§ The problem
Each line of the material must be repeated precisely, with the pictures left out.
* * * * *
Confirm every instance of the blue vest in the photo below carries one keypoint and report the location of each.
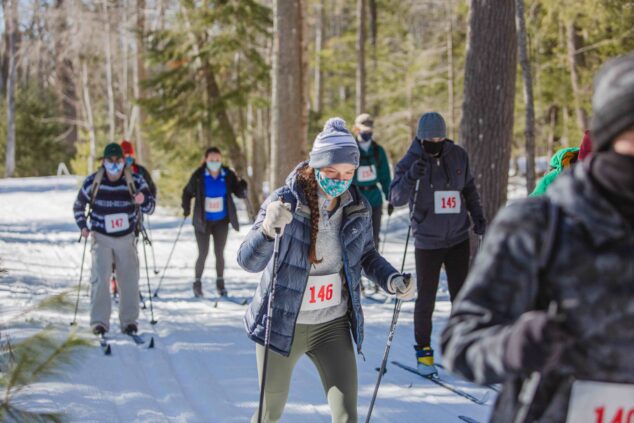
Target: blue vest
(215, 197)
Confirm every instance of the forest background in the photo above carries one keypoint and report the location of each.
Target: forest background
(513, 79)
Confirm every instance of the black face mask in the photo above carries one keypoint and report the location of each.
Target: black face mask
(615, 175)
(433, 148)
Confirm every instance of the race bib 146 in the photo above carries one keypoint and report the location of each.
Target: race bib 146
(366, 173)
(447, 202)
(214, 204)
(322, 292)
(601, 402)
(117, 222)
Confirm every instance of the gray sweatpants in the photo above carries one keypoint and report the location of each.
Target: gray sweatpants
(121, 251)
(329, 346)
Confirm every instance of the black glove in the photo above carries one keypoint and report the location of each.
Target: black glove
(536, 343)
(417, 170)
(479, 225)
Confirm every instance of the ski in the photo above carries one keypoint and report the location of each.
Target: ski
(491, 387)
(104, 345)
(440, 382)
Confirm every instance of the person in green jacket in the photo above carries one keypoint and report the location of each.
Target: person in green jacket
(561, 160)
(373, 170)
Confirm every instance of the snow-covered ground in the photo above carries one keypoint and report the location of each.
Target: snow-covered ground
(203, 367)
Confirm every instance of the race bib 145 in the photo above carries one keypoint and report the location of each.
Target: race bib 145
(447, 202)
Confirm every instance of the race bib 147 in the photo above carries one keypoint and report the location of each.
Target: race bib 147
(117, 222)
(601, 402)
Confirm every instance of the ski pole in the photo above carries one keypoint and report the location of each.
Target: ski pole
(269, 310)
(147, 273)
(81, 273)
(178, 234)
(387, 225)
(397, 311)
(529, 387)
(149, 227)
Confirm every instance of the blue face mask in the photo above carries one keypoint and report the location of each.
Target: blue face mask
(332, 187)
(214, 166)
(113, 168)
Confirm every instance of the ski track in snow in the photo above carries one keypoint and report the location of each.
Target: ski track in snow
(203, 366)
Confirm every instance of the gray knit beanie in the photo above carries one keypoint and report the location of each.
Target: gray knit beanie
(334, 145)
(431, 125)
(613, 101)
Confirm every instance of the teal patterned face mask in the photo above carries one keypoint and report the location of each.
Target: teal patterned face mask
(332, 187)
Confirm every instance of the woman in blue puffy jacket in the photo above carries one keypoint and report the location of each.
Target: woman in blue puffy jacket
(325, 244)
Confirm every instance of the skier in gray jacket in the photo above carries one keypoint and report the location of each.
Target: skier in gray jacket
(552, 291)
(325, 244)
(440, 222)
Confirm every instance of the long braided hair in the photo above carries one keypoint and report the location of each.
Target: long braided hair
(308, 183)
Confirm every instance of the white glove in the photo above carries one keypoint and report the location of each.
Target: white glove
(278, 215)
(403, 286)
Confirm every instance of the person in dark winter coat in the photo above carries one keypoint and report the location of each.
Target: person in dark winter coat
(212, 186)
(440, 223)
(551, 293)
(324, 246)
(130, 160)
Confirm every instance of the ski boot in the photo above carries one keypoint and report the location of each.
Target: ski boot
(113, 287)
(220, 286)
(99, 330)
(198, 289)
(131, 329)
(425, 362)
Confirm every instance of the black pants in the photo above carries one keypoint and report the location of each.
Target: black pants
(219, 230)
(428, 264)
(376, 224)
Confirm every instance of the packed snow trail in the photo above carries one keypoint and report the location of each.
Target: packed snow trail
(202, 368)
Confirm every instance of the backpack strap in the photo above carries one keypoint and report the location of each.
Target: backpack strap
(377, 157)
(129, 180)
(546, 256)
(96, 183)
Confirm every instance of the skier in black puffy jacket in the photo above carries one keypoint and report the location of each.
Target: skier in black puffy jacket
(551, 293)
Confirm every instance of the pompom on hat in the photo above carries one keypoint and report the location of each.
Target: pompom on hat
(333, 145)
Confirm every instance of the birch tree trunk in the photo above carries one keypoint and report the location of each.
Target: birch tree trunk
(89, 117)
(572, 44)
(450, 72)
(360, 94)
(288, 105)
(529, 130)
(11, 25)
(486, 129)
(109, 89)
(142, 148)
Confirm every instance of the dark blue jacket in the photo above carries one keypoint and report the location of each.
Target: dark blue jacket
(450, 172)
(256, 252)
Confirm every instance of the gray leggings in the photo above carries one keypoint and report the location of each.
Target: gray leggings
* * * * *
§ Answer to this task
Confirm every instance of the blue vest in the photo below carries one keypoint and report the location of each.
Target: blue vest
(215, 197)
Confirm every instance of the forest background in the photo above carries one keypoint and report the location of each.
Target: forest background
(513, 79)
Confirm every instance of the black face mask in the photo above carries one keypoint and report the location of each.
Target: black face mask
(615, 175)
(433, 148)
Confirm every instance of the race bib 146 in the photo above carries one keypoint and report the location of each.
Target: race bib 146
(366, 173)
(447, 202)
(214, 204)
(322, 292)
(601, 402)
(117, 222)
Confirm every instance of the gray sweatpants in the photo above carries one keypoint and report the location of each.
Target: gray sweatpants
(121, 251)
(329, 346)
Confirm every instance of the black glove in the photo above carries one keypoint and report the location of each.
Target: black glove
(536, 343)
(417, 170)
(479, 225)
Confirm every instance of the ski in the photo above carries one keypoint and report the location of each.
Target: ski
(491, 387)
(104, 345)
(440, 382)
Confirm every instance of the person in green jacket in the photo above carries one keypoint and report the location of each.
Target: person in green jacket
(561, 160)
(373, 170)
Confirm every instance of the snow-covered ground in the photo above carries one keypoint and report the location of each.
Target: snow-covered ground
(203, 367)
Confirm every instance of the race bib 145 in the photo above carries one keypoint and report the location of each.
Target: race bib 145
(447, 202)
Confirm every instance of the race bib 147 in the photo above carries one keypoint and report the location of each.
Target: race bib 147
(117, 222)
(601, 402)
Confirm every instance of the ski pole in the photo above carries one keypoint and report the location of each.
Target: ski pole
(269, 310)
(147, 273)
(81, 273)
(178, 234)
(387, 225)
(397, 311)
(529, 387)
(149, 227)
Confirm every instance of the blue face mask in the photo above carries one keypoint and report the location of each.
Target: blue face mask
(332, 187)
(214, 166)
(113, 168)
Confirm every instance of the ski track in snow in the photo above carries one keypoint and report the location of each.
Target: ski track in snow
(203, 366)
Confirm every instance of the gray knit beanie in the photo above carries one keypoint and report the location of each.
Target: gray knit beanie
(334, 145)
(431, 125)
(613, 101)
Confirm every instance of the teal patterned face mask in the photo above carries one keypoint and report the location of each.
Target: teal patterned face mask
(332, 187)
Confirm every instance of the woman in blue puffy jacket in the photo above carries one keypoint and report the location of each.
Target: woman in blue puffy jacket
(325, 244)
Confirm every instance of the skier in gray jacket in the photo above carries one keypoint and report the location of each.
Target: skier in gray jacket
(552, 291)
(325, 244)
(440, 222)
Confirm every instance of the long braided hair in the photo above carries one keypoint and report the location of each.
Target: long braided hair
(308, 183)
Confirm every instance of the white glove in the photo above carries one keypoint and report the location of each.
Target: white glove
(278, 215)
(403, 286)
Confirm every instance of the person in dark winter coat in the photo above carries one keypoint and report the location of each.
Target: person in dark winter coat
(212, 186)
(440, 223)
(551, 293)
(324, 246)
(130, 160)
Confirm every instance of the ski boot in the photo above carries one keypoint and report the location of each.
Target: ski boot
(113, 287)
(220, 286)
(99, 330)
(198, 289)
(131, 329)
(425, 362)
Confirm every instance of the black pants in the photo above carries one keypoint and report the location of each.
Target: black pants
(219, 230)
(428, 264)
(376, 224)
Confirm every instance of the packed snow trail in the photo above carries one keypoint and report the location of each.
Target: packed snow trail
(202, 368)
Confirm every instance of the backpack strap in the photo above carries one keypoint and report the location of each.
Target: backpack strap
(377, 157)
(129, 180)
(546, 256)
(96, 183)
Confirm every instance of the skier in black puffy jacket in the photo above carries one keypoint and report the location of each.
Target: skier in black puffy jacket
(551, 293)
Confirm every instance of the pompom on hat in the photo above carries one keypoint and report the location of each.
Target: pompom on hat
(333, 145)
Confirm every instance of the birch tree trunk in the photo above carries one keypoint and report the location of each.
Target: birch tree trunk
(89, 117)
(572, 44)
(450, 72)
(360, 94)
(288, 105)
(529, 130)
(11, 25)
(486, 129)
(109, 89)
(142, 148)
Confirm every instance of the dark blue jacket in the photo above carries one keypoint and report the location of each.
Target: dark blue jacket
(450, 172)
(256, 252)
Confirm every instance of the gray leggings in the photo above carries one keypoint and report the location of each.
Target: gray leggings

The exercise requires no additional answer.